**ROWS**
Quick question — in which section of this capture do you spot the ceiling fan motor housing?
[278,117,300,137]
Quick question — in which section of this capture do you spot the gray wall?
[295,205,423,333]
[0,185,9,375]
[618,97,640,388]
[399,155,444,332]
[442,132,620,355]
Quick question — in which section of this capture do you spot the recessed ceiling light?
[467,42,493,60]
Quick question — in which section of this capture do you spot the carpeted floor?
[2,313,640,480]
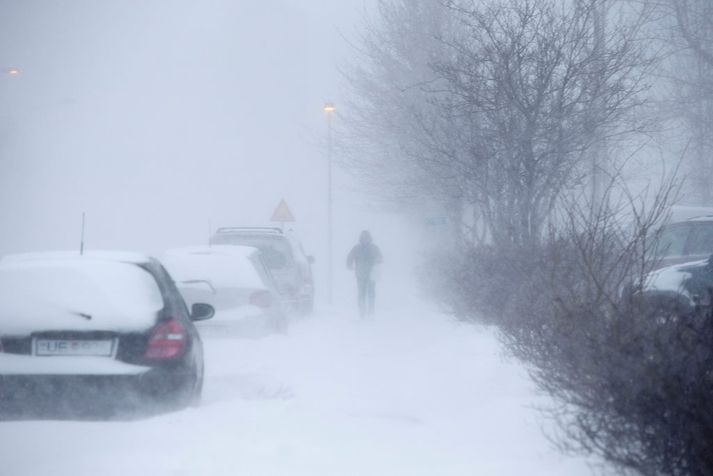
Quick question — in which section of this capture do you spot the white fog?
[0,0,713,476]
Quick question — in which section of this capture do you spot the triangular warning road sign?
[270,198,295,223]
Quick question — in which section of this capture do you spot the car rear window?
[687,223,713,255]
[0,259,164,333]
[213,234,294,270]
[162,251,265,289]
[656,225,689,258]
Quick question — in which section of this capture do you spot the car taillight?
[144,318,188,360]
[250,291,272,309]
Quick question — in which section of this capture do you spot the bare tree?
[436,0,651,244]
[347,0,651,244]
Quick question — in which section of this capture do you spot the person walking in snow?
[347,230,383,317]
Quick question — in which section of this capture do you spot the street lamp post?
[324,102,337,305]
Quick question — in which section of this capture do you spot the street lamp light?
[323,102,337,305]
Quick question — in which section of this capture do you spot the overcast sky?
[0,0,400,286]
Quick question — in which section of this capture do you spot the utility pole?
[591,0,607,213]
[324,102,336,305]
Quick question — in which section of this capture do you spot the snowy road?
[0,308,591,476]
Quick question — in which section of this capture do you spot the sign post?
[270,198,295,231]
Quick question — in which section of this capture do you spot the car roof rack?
[215,226,284,235]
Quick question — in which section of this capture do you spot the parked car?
[163,246,288,335]
[211,227,314,314]
[0,252,214,409]
[655,215,713,268]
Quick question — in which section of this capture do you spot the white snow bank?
[0,353,150,375]
[0,257,164,335]
[0,303,596,476]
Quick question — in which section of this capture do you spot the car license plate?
[35,339,114,357]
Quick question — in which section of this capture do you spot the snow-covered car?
[162,246,288,336]
[211,227,314,314]
[641,258,713,316]
[655,215,713,267]
[0,252,214,410]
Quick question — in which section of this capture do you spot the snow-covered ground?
[0,303,591,476]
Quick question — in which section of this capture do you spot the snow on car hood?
[644,260,706,295]
[0,258,164,335]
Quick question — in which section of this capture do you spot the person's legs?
[367,279,376,316]
[357,276,368,317]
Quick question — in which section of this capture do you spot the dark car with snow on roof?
[0,252,214,411]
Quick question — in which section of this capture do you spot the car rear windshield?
[213,233,294,270]
[162,251,265,289]
[0,259,164,333]
[656,225,689,258]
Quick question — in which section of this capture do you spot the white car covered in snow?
[0,252,214,411]
[162,246,288,336]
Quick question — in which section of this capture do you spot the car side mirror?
[191,302,215,321]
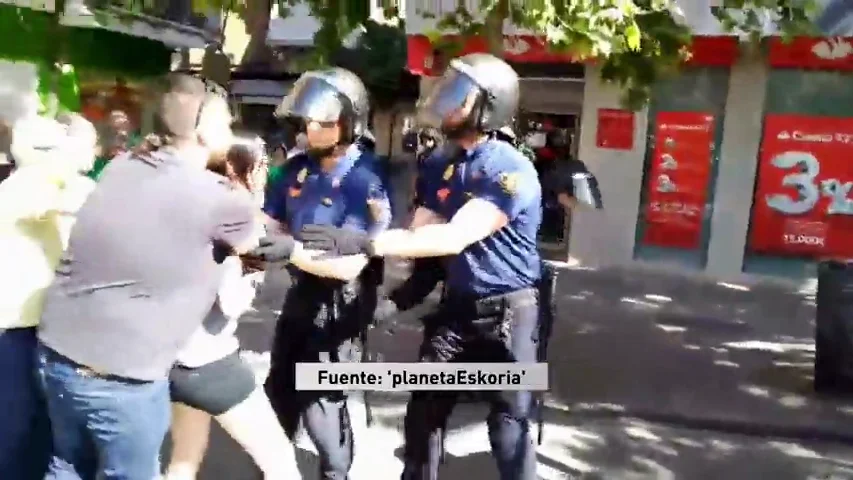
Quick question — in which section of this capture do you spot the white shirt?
[177,202,264,368]
[0,162,95,330]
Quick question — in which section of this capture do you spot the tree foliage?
[414,0,814,108]
[188,0,815,107]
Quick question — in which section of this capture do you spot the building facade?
[407,0,853,281]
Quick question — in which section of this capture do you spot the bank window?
[634,67,729,269]
[743,68,853,278]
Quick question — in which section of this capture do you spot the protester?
[87,110,139,181]
[411,127,444,211]
[300,53,542,480]
[38,74,266,480]
[266,132,308,204]
[251,68,391,479]
[0,111,96,480]
[166,136,301,480]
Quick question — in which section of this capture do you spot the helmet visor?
[418,68,483,128]
[275,75,343,122]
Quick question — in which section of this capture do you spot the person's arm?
[211,185,258,255]
[372,166,540,258]
[0,166,66,223]
[290,172,391,281]
[557,192,578,212]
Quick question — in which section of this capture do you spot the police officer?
[248,68,391,479]
[302,53,542,480]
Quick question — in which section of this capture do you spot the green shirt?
[86,157,110,182]
[267,164,285,185]
[86,135,140,182]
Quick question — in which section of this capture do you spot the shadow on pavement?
[211,265,853,480]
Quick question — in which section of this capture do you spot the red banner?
[407,34,740,76]
[595,108,634,150]
[643,112,714,249]
[769,37,853,72]
[749,115,853,257]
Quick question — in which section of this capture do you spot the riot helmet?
[418,53,519,138]
[275,67,370,150]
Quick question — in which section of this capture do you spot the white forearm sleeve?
[373,199,506,258]
[290,242,367,281]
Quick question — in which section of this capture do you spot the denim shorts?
[169,352,256,416]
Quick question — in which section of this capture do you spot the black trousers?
[264,276,363,480]
[402,289,539,480]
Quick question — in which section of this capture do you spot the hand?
[240,255,266,275]
[246,235,296,262]
[300,225,372,256]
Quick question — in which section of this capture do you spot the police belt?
[443,287,536,319]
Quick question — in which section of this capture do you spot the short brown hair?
[154,73,208,139]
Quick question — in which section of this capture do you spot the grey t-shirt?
[39,151,257,380]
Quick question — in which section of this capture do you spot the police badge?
[442,165,453,182]
[498,173,518,195]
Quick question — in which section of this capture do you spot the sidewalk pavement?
[536,269,853,442]
[218,264,853,480]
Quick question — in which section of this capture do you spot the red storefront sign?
[643,112,714,249]
[595,108,634,150]
[749,115,853,257]
[769,37,853,72]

**TASK TO COMPLETE**
Reproduce the records from the line containing "spot the hand?" through the last line of the records, both ends included, keeping each line unchanged.

**REPLY TO THE TASK**
Quick question — in which section of this capture do you spot the hand?
[240,255,266,275]
[246,235,296,262]
[300,225,372,256]
Quick question — in which section of this capture do you spot the police belt?
[443,287,536,319]
Quick question — in which section of this capture do you spot the short brown hair?
[154,73,208,139]
Quick question — in which section of this capture do you spot the grey t-shirt?
[39,151,257,380]
Quick question — in which section of this capture do you spot the police badge?
[442,165,453,182]
[498,173,518,195]
Quick question — in which section of this capture do you spot the sidewalk pavement?
[536,269,853,442]
[218,264,853,480]
Quick question — in which section of this capture do you spot the red storefront sign?
[643,112,714,249]
[595,108,634,150]
[749,115,853,257]
[769,37,853,72]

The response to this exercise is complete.